** Start Entries **
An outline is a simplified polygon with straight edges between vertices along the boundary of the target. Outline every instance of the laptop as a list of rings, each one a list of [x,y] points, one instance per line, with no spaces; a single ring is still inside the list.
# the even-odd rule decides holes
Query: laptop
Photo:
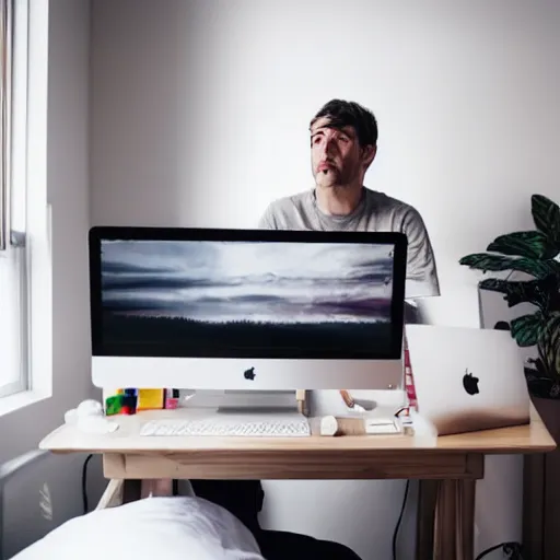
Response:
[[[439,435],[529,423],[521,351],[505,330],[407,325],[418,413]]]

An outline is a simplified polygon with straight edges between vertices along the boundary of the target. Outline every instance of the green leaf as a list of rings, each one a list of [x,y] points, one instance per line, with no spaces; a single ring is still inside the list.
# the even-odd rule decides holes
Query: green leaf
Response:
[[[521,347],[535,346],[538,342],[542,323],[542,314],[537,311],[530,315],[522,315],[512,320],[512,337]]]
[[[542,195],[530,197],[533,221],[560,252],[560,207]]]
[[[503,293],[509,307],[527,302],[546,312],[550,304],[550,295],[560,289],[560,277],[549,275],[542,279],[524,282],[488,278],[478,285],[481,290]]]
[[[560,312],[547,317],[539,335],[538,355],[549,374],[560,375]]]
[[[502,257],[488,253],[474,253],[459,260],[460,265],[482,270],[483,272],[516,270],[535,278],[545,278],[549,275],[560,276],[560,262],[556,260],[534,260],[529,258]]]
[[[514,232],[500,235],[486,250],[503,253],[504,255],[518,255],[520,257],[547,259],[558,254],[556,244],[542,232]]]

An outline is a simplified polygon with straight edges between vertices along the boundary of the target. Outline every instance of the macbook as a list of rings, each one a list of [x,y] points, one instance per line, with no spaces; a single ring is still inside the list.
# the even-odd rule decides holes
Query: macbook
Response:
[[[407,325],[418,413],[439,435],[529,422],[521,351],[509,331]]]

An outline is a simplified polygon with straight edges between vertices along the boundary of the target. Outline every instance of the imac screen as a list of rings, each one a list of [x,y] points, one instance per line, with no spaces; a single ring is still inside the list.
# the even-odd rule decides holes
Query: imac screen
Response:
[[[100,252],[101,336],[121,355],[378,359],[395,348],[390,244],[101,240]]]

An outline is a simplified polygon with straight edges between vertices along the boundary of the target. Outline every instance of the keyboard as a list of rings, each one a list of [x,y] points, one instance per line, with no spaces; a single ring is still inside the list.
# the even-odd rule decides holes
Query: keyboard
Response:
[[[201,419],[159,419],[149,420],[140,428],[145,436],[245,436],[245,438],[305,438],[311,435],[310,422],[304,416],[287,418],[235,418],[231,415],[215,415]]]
** End Entries **
> [Written problem]: Put the lines of the entries, from the first line up to and including the line that contains "[[[407,325],[418,413],[439,435],[529,422],[521,351],[509,331]]]", into a Markdown table with a Number column and a Line column, skipping blank lines. Leave the pictures out of the table.

> [Reply to the exercise]:
| Number | Line |
|---|---|
| 1 | An outline is a simplified polygon with straight edges between vertices along the boundary of the target. Outline every instance of the laptop as a list of rings, each one a list of [x,y] points, one instance per line, with no spaces; a single ring is still inside the list. |
| 2 | # the even-odd rule decides holes |
| 3 | Query: laptop |
| 4 | Photo: |
| 5 | Response: |
| 6 | [[[439,435],[529,423],[521,351],[505,330],[407,325],[418,413]]] |
| 7 | An outline is a simplified polygon with straight edges between vertices along the boundary of the target. Outline every instance of the green leaf as a list of rings, each one a list of [x,y] points, one instance per line, with no spaces; a single ring is still inside the list. |
| 8 | # the even-odd rule decides holes |
| 9 | Query: green leaf |
| 10 | Response: |
| 11 | [[[521,347],[535,346],[538,342],[542,323],[542,314],[537,311],[530,315],[522,315],[512,320],[512,337]]] |
| 12 | [[[542,195],[530,197],[533,221],[560,252],[560,207]]] |
| 13 | [[[503,293],[509,307],[527,302],[546,312],[550,304],[550,295],[560,289],[560,277],[549,275],[542,279],[524,282],[488,278],[478,285],[481,290]]] |
| 14 | [[[560,312],[547,317],[539,335],[538,355],[549,374],[560,375]]] |
| 15 | [[[502,257],[488,253],[474,253],[459,260],[460,265],[482,270],[483,272],[516,270],[535,278],[545,278],[549,275],[560,276],[560,262],[556,260],[534,260],[529,258]]] |
| 16 | [[[514,232],[500,235],[486,250],[503,253],[504,255],[518,255],[520,257],[547,259],[558,254],[556,244],[542,232]]] |
| 17 | An outline is a simplified polygon with straight edges between vertices along the boundary of the target. Outline every instance of the macbook as a list of rings, each one a list of [x,y] points, one instance per line, with no spaces; a single ring is still inside the list. |
| 18 | # the even-odd rule decides holes |
| 19 | Query: macbook |
| 20 | Response: |
| 21 | [[[407,325],[418,413],[439,435],[529,422],[521,351],[509,331]]] |